**Brief 1:** In the passage about Alston's early basketball days, what song did the emcee begin singing after Alston skipped down the court?

━━━ Passage

There were staccato one-handed crossover dribbles. He went between his legs and around his back, flipping a no-look pass, all in one motion. He bounced the ball off the defender's head -- off da' heezie -- grabbed the rebound and darted past.

One day, Alston started a fast break by skipping down court as he dribbled, kicking his feet up in a strange kind of dance.

"The defender thought I wasn't paying attention to the ball, so he runs for the ball," he recalled. "I wrap it behind my back and throw it to my teammate for the dunk."

As is often the case with Rucker league games, there was an emcee, and he began singing "Skip to My Lou."

"Word filtered out, and the next game there were a couple thousand people there," Naclerio said. "By the time Rafer was 15 or 16 years old, he was a cult legend."

Transition game

Sitting courtside at Staples Center, resting before practice with his Orlando teammates, Alston thinks back on those days and smiles.

"It was a city game . . . our game," he said. "Especially in the summer, tons of people came out to the park to watch us play."

But the good times would not last.

As a teenager playing for Naclerio at a public high school in Bayside, Alston skipped too many classes and was ineligible for all but 10 games in his junior and senior seasons.

While his New York contemporaries -- including Stephon Marbury and future Lakers forward Lamar Odom -- went off to major universities, he came west and bounced from Ventura College to Fresno City College before landing at Fresno State for a season.

Then came the first of several brushes with the law. In college, he pleaded no contest to two misdemeanor assault charges stemming from altercations with a neighbor and an ex-girlfriend.

━━━━━━

**Brief 2:** Turn the rows into a JSON list of strings, one string per line and with blank lines left out. Start at the first line of the rows and end at the line containing "box: [353, 200, 403, 235]", including both of those lines.

━━━ Stored data

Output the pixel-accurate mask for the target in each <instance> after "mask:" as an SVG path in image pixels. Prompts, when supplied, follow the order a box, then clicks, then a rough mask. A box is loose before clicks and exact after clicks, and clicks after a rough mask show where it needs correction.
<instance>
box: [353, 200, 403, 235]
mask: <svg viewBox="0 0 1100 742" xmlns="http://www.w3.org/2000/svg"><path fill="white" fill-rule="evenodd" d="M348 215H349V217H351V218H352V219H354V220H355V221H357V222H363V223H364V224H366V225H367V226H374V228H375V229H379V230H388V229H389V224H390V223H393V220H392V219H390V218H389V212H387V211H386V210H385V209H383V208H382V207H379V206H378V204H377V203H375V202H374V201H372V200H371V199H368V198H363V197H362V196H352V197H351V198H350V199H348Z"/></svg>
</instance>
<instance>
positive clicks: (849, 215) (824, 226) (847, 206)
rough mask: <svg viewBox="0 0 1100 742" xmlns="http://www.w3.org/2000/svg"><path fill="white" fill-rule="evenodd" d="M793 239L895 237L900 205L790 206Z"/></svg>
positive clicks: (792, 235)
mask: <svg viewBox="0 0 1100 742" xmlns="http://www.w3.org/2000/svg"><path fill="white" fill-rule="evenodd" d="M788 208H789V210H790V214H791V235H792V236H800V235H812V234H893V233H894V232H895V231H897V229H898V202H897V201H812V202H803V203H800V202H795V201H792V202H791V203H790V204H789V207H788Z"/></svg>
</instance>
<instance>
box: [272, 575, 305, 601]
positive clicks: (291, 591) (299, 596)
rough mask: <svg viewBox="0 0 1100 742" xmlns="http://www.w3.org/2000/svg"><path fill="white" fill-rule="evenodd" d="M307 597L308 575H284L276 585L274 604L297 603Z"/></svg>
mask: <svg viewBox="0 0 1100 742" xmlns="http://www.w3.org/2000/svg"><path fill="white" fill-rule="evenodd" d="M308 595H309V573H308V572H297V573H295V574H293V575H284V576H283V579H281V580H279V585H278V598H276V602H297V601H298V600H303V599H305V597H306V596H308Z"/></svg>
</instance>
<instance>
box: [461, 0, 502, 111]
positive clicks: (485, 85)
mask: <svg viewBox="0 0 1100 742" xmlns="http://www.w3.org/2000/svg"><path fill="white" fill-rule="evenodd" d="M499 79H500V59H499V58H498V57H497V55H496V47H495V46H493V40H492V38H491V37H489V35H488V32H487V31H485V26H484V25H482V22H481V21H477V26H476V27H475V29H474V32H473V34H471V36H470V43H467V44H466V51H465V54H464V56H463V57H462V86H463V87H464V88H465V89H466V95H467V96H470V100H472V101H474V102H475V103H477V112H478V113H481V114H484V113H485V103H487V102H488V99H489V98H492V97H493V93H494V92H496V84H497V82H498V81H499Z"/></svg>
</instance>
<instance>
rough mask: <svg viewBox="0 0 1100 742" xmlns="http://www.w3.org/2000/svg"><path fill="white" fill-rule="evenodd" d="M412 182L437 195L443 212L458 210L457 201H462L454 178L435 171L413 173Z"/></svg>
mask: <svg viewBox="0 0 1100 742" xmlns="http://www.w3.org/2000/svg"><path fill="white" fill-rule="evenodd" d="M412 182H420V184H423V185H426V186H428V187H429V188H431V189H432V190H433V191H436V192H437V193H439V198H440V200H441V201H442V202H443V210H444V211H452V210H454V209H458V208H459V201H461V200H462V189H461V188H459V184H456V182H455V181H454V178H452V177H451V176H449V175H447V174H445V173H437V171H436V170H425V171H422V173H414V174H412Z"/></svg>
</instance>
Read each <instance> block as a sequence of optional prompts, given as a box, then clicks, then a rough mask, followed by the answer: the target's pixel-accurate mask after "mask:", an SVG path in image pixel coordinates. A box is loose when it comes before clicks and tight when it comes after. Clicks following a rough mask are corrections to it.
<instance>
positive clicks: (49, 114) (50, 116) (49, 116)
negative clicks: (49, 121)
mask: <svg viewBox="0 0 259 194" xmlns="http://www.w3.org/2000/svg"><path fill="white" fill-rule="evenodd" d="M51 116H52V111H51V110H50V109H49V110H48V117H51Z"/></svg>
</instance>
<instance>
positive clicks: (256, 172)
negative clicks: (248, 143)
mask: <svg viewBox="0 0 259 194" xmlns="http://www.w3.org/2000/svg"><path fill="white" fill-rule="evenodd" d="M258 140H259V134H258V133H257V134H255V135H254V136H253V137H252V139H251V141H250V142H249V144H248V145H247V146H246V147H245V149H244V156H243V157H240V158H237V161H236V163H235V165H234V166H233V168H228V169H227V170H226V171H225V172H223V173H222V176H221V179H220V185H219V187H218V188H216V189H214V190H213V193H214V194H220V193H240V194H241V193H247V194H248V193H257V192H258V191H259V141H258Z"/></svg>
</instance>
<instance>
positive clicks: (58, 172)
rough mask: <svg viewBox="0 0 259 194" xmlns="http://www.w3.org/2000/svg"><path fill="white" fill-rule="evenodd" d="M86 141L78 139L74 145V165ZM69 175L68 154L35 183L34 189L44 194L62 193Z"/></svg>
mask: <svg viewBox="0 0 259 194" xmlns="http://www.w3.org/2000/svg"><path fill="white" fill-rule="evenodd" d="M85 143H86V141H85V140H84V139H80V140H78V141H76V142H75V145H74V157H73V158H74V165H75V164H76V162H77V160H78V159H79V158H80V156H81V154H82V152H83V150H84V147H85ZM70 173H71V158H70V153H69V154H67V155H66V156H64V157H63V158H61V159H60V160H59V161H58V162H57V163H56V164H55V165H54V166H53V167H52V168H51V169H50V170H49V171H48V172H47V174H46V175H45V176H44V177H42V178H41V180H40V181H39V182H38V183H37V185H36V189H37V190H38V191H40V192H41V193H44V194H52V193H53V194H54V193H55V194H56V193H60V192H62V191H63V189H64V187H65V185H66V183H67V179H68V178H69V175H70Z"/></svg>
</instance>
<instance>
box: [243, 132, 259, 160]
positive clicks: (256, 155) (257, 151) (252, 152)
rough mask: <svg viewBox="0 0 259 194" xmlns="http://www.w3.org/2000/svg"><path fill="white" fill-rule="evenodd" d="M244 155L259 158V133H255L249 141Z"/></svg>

━━━━━━

**Result 1:** "Skip to My Lou."

**Result 2:**
[
  "Output the pixel-accurate mask for the target in each <instance> after \"mask:\" as an SVG path in image pixels. Prompts, when supplied, follow the order a box, then clicks, then a rough mask. A box is loose before clicks and exact after clicks, and clicks after a rough mask show where it needs correction.",
  "<instance>",
  "box: [353, 200, 403, 235]"
]